WHAT IS ASKED
Select and copy each line of the rows below that contains the string "roof". Matching is case-sensitive.
● ● ●
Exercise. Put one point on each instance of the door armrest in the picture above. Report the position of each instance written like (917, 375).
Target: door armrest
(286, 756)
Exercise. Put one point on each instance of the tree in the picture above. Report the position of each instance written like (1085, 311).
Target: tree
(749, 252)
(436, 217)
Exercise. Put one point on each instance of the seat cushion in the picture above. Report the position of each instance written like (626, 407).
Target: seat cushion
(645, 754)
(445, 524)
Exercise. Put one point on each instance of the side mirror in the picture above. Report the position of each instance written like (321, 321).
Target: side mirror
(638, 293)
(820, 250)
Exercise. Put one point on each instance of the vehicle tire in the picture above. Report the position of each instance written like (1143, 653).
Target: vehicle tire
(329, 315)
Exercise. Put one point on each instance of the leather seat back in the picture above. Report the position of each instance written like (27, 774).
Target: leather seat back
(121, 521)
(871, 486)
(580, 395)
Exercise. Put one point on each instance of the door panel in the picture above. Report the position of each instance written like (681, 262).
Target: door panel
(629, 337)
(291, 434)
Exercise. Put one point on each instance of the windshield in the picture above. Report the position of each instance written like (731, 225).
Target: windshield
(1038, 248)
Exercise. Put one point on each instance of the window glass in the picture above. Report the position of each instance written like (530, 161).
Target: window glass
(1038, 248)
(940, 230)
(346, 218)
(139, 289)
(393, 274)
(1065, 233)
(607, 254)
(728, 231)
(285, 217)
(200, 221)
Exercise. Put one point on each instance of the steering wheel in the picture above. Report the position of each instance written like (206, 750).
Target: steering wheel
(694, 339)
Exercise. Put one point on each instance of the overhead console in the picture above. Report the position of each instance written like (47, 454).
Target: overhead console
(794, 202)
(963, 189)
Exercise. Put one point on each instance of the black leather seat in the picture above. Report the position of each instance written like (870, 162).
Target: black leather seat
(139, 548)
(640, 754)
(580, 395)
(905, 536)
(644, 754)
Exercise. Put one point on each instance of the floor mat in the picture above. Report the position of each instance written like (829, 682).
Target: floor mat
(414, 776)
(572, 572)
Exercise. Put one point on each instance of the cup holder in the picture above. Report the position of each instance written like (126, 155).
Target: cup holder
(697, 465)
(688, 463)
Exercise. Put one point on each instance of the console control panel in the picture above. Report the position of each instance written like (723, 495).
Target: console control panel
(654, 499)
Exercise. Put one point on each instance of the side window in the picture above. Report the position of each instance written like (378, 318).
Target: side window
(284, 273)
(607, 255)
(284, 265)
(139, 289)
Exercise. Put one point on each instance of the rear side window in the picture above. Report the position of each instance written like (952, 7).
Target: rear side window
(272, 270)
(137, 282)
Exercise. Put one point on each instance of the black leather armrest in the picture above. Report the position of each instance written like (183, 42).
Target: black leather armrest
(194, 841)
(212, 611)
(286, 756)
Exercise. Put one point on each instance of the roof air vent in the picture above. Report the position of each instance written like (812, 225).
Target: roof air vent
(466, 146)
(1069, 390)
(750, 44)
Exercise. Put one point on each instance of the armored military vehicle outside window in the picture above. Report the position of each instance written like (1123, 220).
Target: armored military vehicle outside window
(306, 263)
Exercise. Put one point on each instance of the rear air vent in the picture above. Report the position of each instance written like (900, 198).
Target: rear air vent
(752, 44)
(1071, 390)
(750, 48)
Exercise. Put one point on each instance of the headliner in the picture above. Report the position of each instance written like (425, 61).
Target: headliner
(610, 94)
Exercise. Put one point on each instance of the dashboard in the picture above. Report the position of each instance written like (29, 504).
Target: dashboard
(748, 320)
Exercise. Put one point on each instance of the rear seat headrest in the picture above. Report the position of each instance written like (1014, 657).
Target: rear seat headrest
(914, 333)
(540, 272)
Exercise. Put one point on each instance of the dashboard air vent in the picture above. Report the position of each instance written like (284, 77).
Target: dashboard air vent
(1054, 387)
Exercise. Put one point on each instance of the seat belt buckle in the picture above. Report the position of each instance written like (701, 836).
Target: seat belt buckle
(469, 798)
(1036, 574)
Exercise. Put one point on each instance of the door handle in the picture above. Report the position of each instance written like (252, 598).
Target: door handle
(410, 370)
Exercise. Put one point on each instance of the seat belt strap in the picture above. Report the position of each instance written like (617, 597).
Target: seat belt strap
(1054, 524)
● ● ●
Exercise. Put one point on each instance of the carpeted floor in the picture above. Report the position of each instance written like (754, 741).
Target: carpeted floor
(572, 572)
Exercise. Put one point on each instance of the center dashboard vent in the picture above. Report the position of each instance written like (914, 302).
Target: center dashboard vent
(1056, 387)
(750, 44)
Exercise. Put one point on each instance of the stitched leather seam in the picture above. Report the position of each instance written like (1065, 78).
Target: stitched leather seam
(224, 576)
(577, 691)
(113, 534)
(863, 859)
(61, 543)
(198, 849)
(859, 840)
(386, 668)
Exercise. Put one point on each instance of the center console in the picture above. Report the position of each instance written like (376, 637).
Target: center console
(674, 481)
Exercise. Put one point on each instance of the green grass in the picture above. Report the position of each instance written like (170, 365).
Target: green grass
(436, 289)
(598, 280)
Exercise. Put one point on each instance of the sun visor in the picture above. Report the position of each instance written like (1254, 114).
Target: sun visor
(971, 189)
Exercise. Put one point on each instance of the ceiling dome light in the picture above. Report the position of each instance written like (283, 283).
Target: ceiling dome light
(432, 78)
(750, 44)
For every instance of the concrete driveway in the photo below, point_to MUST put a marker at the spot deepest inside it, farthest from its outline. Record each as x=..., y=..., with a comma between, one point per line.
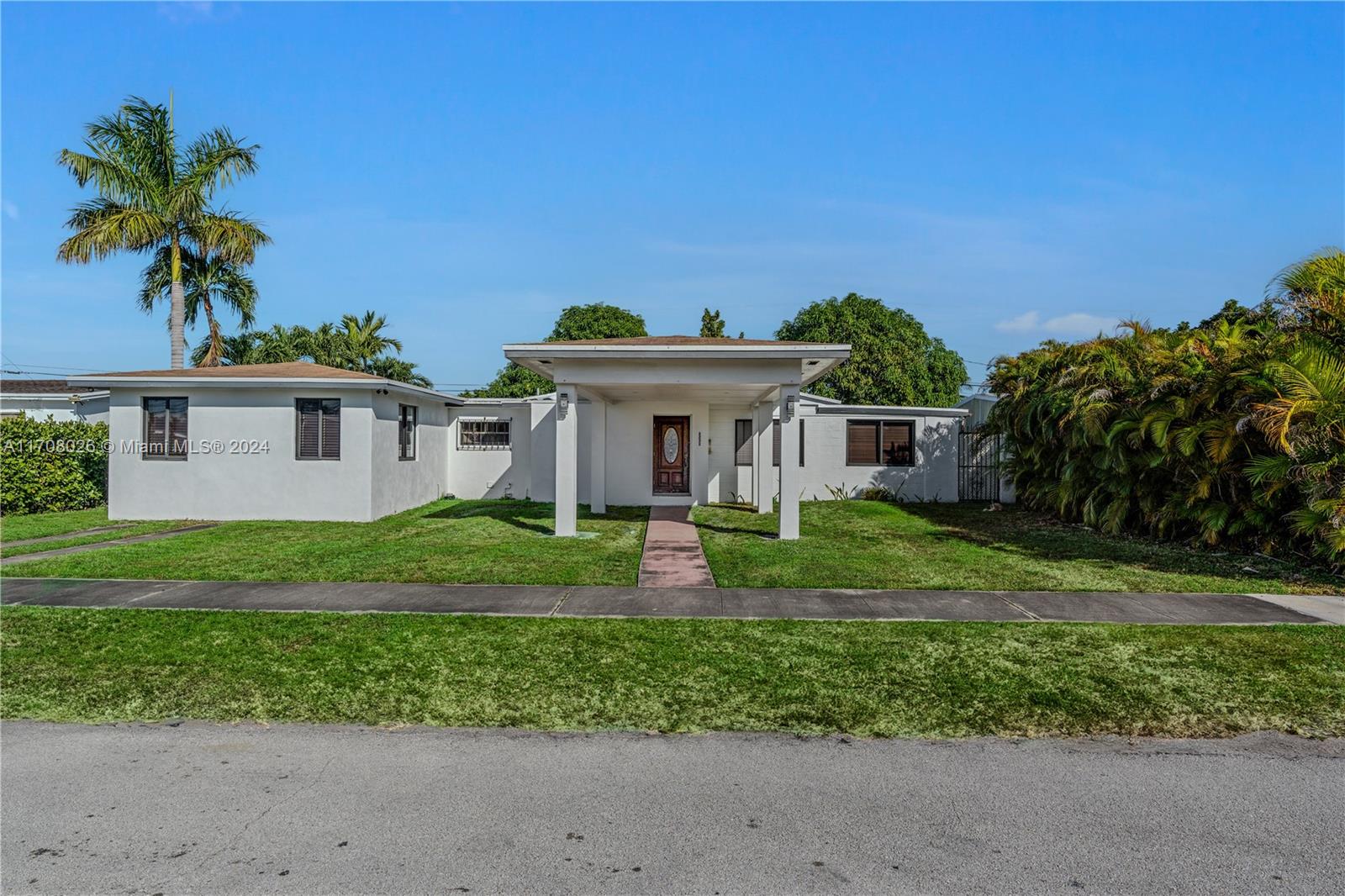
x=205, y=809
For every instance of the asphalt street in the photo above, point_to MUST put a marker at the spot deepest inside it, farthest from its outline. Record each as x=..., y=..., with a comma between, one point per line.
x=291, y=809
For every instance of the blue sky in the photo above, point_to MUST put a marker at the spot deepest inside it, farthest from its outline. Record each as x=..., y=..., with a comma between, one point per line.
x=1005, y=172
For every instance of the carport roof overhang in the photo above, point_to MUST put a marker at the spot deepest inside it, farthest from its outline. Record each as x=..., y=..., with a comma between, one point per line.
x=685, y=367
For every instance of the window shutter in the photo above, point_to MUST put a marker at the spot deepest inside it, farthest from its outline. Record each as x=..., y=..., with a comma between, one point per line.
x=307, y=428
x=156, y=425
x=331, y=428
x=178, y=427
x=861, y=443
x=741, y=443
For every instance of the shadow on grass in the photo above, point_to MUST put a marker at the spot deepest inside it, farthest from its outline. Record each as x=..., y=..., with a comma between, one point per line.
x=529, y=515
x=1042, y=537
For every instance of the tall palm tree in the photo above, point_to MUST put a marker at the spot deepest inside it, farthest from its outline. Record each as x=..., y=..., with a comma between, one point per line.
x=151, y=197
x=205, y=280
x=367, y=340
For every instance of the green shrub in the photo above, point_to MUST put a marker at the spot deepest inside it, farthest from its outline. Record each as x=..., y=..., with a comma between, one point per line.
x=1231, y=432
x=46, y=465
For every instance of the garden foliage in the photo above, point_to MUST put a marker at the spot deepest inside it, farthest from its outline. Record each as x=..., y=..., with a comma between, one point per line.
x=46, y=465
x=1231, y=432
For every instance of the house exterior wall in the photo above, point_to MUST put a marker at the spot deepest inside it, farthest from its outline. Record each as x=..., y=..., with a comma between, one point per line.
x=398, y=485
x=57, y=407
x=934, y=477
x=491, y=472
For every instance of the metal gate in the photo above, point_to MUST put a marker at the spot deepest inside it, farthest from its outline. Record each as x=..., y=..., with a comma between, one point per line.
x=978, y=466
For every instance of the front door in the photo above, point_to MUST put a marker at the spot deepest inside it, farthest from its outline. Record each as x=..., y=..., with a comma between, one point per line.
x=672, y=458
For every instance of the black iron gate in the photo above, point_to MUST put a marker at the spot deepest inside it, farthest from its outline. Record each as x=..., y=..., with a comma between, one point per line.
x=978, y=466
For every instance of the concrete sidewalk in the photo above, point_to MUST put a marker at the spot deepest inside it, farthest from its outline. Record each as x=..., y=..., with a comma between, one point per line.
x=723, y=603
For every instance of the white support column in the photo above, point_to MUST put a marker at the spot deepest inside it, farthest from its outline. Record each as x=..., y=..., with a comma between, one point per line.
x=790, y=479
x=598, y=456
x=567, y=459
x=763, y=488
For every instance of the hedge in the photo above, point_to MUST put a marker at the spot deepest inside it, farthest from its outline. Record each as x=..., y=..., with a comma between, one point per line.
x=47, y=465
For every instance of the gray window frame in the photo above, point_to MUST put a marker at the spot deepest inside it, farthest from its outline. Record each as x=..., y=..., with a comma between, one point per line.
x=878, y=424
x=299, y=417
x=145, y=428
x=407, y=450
● ● ●
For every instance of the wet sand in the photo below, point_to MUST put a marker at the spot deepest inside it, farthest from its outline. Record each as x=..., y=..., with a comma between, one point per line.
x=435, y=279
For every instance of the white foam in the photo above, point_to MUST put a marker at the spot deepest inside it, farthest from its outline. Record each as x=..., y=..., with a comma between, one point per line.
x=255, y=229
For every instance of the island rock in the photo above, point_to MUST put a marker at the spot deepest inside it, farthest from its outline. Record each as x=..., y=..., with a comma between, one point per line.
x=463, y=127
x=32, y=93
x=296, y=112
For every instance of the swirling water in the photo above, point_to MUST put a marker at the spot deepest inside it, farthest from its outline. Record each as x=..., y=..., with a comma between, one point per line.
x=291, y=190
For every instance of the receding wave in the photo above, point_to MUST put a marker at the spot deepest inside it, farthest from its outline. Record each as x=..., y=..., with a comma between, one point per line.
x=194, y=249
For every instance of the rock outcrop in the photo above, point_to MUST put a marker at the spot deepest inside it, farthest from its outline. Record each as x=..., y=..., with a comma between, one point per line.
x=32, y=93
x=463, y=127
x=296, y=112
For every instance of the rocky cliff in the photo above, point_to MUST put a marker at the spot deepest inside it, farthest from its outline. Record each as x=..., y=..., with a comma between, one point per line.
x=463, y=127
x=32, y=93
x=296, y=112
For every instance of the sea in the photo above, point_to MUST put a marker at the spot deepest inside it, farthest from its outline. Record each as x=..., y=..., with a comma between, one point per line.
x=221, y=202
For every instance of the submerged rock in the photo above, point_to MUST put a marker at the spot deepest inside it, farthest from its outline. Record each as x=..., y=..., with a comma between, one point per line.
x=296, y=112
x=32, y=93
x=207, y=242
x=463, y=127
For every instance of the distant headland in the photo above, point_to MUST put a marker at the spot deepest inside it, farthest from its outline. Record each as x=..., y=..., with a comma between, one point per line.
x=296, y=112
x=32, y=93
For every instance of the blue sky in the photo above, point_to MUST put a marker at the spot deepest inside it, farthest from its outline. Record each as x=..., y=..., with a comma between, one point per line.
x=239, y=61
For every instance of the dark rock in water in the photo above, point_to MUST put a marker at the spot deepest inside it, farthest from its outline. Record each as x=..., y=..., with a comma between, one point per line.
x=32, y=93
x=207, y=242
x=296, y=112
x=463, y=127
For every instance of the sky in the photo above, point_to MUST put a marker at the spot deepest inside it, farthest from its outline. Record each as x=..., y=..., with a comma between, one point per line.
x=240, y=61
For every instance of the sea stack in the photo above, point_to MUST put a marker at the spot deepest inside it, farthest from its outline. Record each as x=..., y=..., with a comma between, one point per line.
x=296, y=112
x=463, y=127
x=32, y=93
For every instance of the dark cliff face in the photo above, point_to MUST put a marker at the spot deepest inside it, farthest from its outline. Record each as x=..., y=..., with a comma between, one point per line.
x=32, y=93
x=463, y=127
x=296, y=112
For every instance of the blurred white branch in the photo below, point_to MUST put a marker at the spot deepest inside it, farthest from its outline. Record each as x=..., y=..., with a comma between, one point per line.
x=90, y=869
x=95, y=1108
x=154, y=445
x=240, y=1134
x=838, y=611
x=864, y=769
● ● ●
COMPLETED TASK
Exercise. Put one point on each instance of the roof air vent in the picture above. Report the position of each instance written like (812, 225).
Target: roof air vent
For every instance of the carport roof overhang in the photo above, point_to MUST put a marker at the spot deepest inside it, farthest from its outline. Record each as x=..., y=..., with a comma between, one point per line.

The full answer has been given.